[Trecho da página]:
Desmatamento em Bacias Hidrográficas do Sudeste e Centro-Oeste em 30 Anos equivale a 15 cidades de São Paulo

  • Análise da TNC Brasil indica que de 1988 a 2017 a perda da vegetação nativa em bacias localizadas nas regiões Sudeste e Centro-Oeste chegou a 22,9 mil km² e pode acentuar as crises hídricas
  • Ações colaborativas e que priorizem as soluções baseadas na natureza são essenciais para mitigar os impactos dessa perda na disponibilidade hídrica

Análises realizadas pela The Nature Conservancy (TNC) Brasil indicam uma perda importante da cobertura vegetal nativa no entorno das bacias hidrográficas onde se localizam os reservatórios que fazem parte do Sistema Interligado Nacional (SIN) nas regiões Sudeste e Centro-Oeste. Esta perda, somada a efeitos de longo prazo na mudança e uso do solo, pode ter agravado as recentes crises hídricas que afetaram estas áreas. Outros fatores incluem fenômenos climáticos, aumento da demanda nos seus diferentes usos, crescimento populacional e gestão focada em obras de infraestrutura cinza.

Até 1988, o país havia perdido nessa área mais de 580 mil km² de vegetação natural e, de 1988 a 2017, outros 22,9 mil km² foram suprimidos. Para se ter uma ideia do tamanho da perda desses últimos 30 anos, basta comparar com as áreas do estado e da capital paulistas: as áreas devastadas correspondem a 10% do tamanho do estado de São Paulo e 15 vezes o tamanho da cidade de São Paulo. Os dados analisados são da série histórica disponibilizada pela iniciativa Mapbiomas, que traz informações sobre o uso e a ocupação das terras no Brasil, incluindo a região examinada.

mapa de vegetação

Essa perda de cobertura florestal é um dos fatores que tem impactado a reserva das chamadas “águas invisíveis”, tema deste ano definido pelas Nações Unidas para o Dia Mundial da Água, celebrado em 22 de março. Isso porque, a modificação do uso e ocupação da terra pode interferir nas áreas de infiltração natural, o que, por sua vez, afeta a capacidade de recarga da água armazenada no solo e nos aquíferos, chamado de “reservatório invisível”. Este cenário nos torna cada vez mais dependentes dos regimes de chuva, extremamente susceptíveis às mudanças climáticas.

Mitigar e reverter os impactos das mudanças de uso e ocupação do solo e do uso insustentável da água estão entre os maiores desafios dos setores públicos e privados e da sociedade como um todo. Ampliar a segurança hídrica em quantidade e qualidade para todos passa necessariamente pela proteção ambiental, pela eficiência dos usos e da infraestrutura do sistema de abastecimento da água, e fomento ao desenvolvimento social e econômico.

[Trecho da fonte]:
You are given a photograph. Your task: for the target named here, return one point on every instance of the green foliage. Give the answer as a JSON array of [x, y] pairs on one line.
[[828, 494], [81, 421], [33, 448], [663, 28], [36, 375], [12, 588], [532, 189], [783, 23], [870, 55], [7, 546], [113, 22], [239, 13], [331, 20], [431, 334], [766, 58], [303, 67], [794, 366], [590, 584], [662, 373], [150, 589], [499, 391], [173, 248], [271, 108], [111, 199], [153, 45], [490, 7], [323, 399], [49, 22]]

[Instruções]:
1 – Segundo o texto sobre o desmatamento nas bacias hidrográficas, quantos quilômetros quadrados de vegetação nativa foram suprimidos entre 1988 e 2017?
2 – Dê continuidade ao texto sobre o desmatamento nas bacias hidrográficas a partir da última frase apresentada.
Esse material não tem relação com o texto sobre o desmatamento nas bacias hidrográficas.

[Respostas às tarefas]:
1 – Foram suprimidos 22,9 mil km² de vegetação nativa.

2 –
De acordo com o gerente de Água da TNC Brasil, Samuel Barrêto, a segurança hídrica começa com a gestão adequada das bacias hidrográficas, de forma a mantê-las ou recuperá-las para que sejam saudáveis e resilientes às mudanças climáticas, tendo suas funções ecológicas mantidas. A conservação e recuperação das bacias hidrográficas e, consequentemente, a geração de serviços ambientais contribuirão para atender aos usos múltiplos e promover a equidade social e a qualidade de vida da população. Sendo a segurança hídrica um pilar estruturante de interesse nacional para o desenvolvimento econômico, deve ser tratada de forma estratégica.

“Ao analisarmos os desafios da disponibilidade hídrica e adaptação às mudanças climáticas, precisamos pensar além de soluções focadas em obras de infraestrutura cinza. A conservação de bacias hidrográficas é indispensável para garantir o suprimento de água no longo prazo, com qualidade e em quantidade para seus diferentes usos, como, por exemplo, atividades agropecuárias e industriais, navegação e transporte, geração de energia elétrica e, principalmente, o abastecimento humano”, explica.

Coalizão pelas Águas

Uma das contribuições da TNC Brasil para a agenda hídrica é a promoção da conservação e recuperação de florestas, de forma a contribuir com o equilíbrio entre oferta e demanda de água. Como cobenefício, as soluções baseadas na natureza podem fornecer um terço das soluções para o combate às mudanças climáticas.

É dentro dessa visão sistêmica que nasce a nova fase da Coalizão pelas Águas, uma iniciativa que, entre outras estratégias, usa os serviços da natureza na gestão hídrica, engajando o setor público e as empresas na conservação, recuperação e governança de bacias hidrográficas.

O objetivo é ampliar a escala e o impacto da recuperação das bacias em regiões do Cerrado, Mata Atlântica e Amazônia. Os locais foram estrategicamente selecionados para esta nova fase do trabalho da Coalizão, por conta do papel da Amazônia na formação dos rios voadores (umidade que abastece grande parte da América do Sul), além da sua rica biodiversidade terrestre e aquática; da importância do Cerrado como região produtora de alimentos no Brasil e mundo; e do papel-chave da vegetação nativa da Mata Atlântica em prover água para a população de grandes áreas metropolitanas. E, sobretudo, o objetivo é fortalecer a participação de todos na boa governança da água.

Primeira fase

Entre 2015 e 2021, numa parceria com mais de dez empresas globalmente reconhecidas do setor privado e mais de 90 parceiros do setor público e da sociedade civil, a Coalizão realizou diversas ações com o objetivo de contribuir com a segurança hídrica em regiões metropolitanas do país onde vivem cerca de 42 milhões de pessoas.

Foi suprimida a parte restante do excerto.